Provided passage:

Two types of motor neurons are distinguished on the basis of the diameter of their axons. Large a motor neurons supply ordinary (extrafusal) muscle fibers of skeletal muscles; smaller 7 motor neurons innervate intrafusal fibers of the neuromuscular spindles.

As mentioned, the ventral horn contains the following two groups of neurons:

As an alternative classification, the gray matter of the spinal cord has also been divided into 10 layers of neurons, known as Rexed’s laminae. Among the most important groups of laminae are the following (Fig. 5.6):

1. Laminae I, II, and V are important in the transmission of pain.
   
2. Lamina VII contains the nucleus dorsalis, the inter-mediolateral cell column, and the sacral autonomic nucleus.
   
3. Lamina IX contains the motor neurons that innervate the extremities. In addition, the phrenic nucleus and spinal accessory nucleus are located in this lamina, as is Onuf’s nucleus. The nucleus of Onuf contributes axons to the pudendal nerve (roots S2–S4). These axons supply muscles in the pelvic floor, including the striated muscle sphincters that contribute to urinary and fecal continence.

Dataset extract:
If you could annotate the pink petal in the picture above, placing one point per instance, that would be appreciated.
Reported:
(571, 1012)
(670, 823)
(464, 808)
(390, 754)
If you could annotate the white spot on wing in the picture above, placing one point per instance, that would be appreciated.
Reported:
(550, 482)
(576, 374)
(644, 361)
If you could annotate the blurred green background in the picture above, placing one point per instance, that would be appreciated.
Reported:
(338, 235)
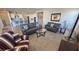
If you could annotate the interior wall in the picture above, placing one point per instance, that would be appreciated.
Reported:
(31, 17)
(4, 15)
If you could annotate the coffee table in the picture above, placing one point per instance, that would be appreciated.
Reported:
(41, 32)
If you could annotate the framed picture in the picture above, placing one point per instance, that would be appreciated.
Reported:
(55, 16)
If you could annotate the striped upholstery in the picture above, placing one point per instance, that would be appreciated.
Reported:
(17, 38)
(19, 48)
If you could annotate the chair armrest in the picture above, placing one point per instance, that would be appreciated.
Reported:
(19, 48)
(24, 37)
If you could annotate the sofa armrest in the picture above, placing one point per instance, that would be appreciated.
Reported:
(24, 37)
(23, 42)
(19, 48)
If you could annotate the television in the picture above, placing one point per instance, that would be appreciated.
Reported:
(55, 16)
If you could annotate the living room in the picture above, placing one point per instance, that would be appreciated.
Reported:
(45, 27)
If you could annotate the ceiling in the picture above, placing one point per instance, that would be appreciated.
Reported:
(20, 10)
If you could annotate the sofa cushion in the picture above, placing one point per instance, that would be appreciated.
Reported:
(7, 36)
(17, 37)
(5, 43)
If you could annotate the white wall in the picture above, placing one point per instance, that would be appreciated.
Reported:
(68, 15)
(31, 16)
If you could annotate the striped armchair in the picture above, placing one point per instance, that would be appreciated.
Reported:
(10, 41)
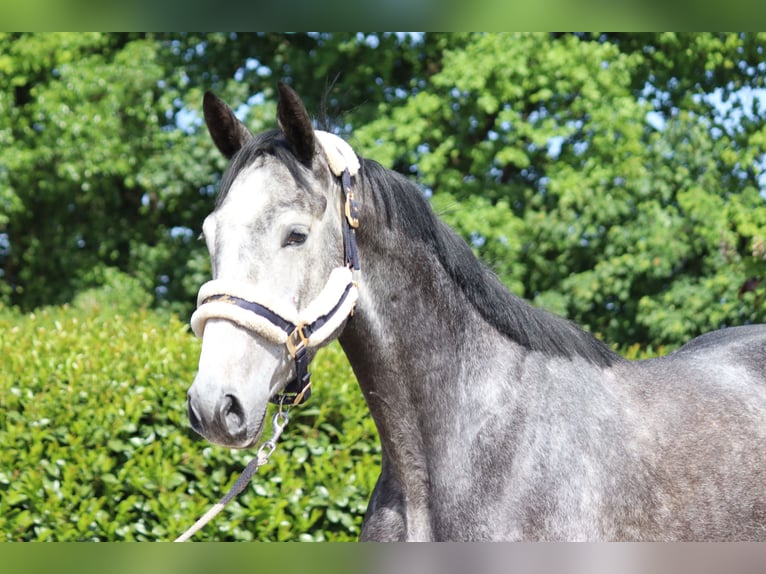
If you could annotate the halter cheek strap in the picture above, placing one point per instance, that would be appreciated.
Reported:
(252, 309)
(237, 302)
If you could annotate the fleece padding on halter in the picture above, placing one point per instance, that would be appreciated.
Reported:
(325, 313)
(339, 154)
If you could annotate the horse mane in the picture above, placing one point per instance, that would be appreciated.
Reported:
(400, 203)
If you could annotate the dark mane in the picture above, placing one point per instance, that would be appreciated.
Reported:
(400, 203)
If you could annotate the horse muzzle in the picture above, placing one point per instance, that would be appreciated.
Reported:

Activity A: In the spinal cord passage, recast the numbered paragraph that begins "Lamina IX contains" as a short bulleted list, keeping its main facts.
Activity B: Carry the spinal cord passage forward, starting after its final sentence about the pelvic floor muscles.

Exercise result A:
- Lamina IX holds the motor neurons that supply the limbs.
- The phrenic nucleus, the spinal accessory nucleus, and Onuf's nucleus are also in this lamina.
- Onuf's nucleus sends axons into the pudendal nerve (roots S2–S4).
- These axons supply pelvic floor muscles, including the striated sphincter muscles that help with urinary and fecal continence.

Exercise result B:
Fig. 5.5 Components of the gray matter of the spinal cord.

Fig. 5.6 Organization of the gray matter of the spinal cord.

White Matter

See Fig. 5.7.

The white matter of the spinal cord may be divided into ventral, lateral, and dorsal funiculi. These funiculi contain the ascending and descending fiber bundles (fasciculi or tracts) that transmit signals both within the spinal cord and between the spinal cord and the brain. Fig. 5.7 illustrates the relative position of the major tracts.

Fig. 5.7 White matter of the spinal cord.

Ascending Tracts

See Fig. 5.8.

Dorsal Funiculi

Two dorsal or posterior white columns, the fasciculus gracilis and the fasciculus cuneatus, occupy the dorsal fu-niculi. The fasciculus cuneatus begins at T6, below which there is only the fasciculus gracilis. Separated from each other by a septum, these tracts mediate position sense, vibratory sense, and discriminative touch. The tracts are organized somatotopically. Those fibers that transmit sensation from the legs are located medially (fasciculus gracilis). Those fibers that transmit sensation from the arms are located laterally (fasciculus cuneatus).

Ventral Funiculi

The anterior spinothalamic tract lies anteromedial in relation to the lateral spinothalamic tract. It is concerned with light touch and pressure sensation.

Lateral Funiculi

1. The posterior spinocerebellar tract occupies the posterior part of the periphery of the lateral funiculi. It conveys position sense, touch, and pressure sense information to the cerebellum. It ascends uncrossed in the spinal cord.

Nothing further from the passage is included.